### EXTRACT
※

The findMiRNA and precExtract Software
Source code for both programs findMiRNA and precExtract are available for download (updated for Fedora core 4). They were developed and tested under Red Hat Linux 9, with the GNU C++ compiler version 3.X. You may have problems with other compilers. All source code files fall under the terms of the GNU General Public License. By downloading the source code you agree to the terms of that license. You will need the Vienna RNA Package in order to compile this software. You can retrieve the source code from the original site, or as an RPM from BioLinux.
1/13/2005 Some cosmetic and organizational changes to the source code, and incorporation of another supplemental program, hashedPrecExtract. No changes to functionality were made so results should be identical.

※

Saved entries:
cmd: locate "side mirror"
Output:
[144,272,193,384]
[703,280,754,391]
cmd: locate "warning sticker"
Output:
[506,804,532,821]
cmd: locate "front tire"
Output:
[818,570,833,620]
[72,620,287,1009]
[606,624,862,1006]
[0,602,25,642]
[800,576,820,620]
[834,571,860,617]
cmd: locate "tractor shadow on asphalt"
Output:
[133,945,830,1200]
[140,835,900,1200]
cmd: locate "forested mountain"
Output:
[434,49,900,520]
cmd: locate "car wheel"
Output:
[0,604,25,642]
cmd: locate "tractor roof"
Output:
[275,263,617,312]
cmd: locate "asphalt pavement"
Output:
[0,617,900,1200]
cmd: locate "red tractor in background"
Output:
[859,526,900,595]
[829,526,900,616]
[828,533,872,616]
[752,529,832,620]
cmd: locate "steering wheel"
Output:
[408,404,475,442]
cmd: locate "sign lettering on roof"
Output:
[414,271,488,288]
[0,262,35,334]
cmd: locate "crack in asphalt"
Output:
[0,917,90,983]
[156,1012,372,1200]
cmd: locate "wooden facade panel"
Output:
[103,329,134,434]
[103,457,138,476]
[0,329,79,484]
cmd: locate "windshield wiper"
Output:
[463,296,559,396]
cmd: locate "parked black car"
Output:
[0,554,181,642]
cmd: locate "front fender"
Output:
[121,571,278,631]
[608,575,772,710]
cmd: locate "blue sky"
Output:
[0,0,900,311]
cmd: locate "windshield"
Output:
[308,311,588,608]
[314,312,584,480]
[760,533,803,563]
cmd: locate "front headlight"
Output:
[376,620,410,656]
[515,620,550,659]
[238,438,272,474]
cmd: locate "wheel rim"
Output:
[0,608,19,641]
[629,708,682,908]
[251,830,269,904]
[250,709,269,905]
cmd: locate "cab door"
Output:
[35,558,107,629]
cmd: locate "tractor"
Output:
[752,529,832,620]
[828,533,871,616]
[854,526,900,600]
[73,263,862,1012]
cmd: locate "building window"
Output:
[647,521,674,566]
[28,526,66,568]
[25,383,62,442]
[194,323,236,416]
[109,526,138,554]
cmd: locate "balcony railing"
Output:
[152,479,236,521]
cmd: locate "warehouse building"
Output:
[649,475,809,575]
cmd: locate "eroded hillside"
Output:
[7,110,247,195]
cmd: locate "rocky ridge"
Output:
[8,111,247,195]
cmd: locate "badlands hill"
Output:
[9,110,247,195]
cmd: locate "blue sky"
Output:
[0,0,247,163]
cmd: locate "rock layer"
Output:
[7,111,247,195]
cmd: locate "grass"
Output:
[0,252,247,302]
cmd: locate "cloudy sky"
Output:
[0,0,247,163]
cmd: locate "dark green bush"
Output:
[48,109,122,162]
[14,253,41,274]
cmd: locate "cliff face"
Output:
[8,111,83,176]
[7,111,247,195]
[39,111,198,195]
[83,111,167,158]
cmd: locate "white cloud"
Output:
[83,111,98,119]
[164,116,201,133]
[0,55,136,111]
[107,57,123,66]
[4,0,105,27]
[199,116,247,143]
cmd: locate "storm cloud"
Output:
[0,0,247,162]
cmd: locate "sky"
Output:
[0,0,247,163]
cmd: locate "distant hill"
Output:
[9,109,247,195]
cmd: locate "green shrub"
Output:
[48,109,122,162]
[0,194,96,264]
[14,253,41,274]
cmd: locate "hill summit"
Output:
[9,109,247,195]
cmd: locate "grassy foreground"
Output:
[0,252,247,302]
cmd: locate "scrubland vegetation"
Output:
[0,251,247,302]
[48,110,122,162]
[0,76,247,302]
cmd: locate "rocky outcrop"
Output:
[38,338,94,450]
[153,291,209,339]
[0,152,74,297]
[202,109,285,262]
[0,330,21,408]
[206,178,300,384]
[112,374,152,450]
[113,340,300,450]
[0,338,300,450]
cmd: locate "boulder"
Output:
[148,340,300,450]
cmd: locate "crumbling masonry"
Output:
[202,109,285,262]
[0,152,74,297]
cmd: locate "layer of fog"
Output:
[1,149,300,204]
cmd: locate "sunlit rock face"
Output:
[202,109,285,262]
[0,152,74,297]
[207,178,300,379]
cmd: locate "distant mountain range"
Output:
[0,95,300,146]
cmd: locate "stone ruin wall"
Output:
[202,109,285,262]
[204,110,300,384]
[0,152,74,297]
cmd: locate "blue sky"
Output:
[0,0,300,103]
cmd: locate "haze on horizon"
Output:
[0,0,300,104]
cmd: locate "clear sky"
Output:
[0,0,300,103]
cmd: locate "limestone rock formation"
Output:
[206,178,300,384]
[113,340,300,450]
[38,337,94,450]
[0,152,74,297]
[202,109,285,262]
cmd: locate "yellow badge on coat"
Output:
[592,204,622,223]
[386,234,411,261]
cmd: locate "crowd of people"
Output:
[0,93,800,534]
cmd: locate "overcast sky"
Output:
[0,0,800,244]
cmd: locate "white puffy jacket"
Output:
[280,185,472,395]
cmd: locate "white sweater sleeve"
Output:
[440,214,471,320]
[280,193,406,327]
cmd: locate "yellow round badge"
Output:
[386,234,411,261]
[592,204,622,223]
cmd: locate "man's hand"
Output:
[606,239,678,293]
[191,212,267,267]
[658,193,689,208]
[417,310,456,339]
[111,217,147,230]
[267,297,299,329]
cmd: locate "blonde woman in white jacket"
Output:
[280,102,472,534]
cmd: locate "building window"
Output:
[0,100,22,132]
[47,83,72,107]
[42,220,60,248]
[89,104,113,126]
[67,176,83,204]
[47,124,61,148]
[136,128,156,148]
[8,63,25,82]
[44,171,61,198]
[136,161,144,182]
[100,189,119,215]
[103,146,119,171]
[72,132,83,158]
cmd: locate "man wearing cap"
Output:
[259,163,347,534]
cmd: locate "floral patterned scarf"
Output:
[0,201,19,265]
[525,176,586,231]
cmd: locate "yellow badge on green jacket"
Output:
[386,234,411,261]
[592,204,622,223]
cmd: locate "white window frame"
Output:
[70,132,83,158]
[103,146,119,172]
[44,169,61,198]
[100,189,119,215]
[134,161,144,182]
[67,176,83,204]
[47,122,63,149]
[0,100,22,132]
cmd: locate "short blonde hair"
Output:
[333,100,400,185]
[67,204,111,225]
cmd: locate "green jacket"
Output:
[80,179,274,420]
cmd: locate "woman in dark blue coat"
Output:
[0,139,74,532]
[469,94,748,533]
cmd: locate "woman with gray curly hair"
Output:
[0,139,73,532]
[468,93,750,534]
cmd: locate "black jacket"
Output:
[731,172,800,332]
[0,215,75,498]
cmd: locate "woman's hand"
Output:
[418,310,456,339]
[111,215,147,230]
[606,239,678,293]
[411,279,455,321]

※

### WORK REQUIRED
According to the software page, which package must you have to compile the programs? You don't need the records for this.

### EXERCISE RESPONSE
The Vienna RNA Package.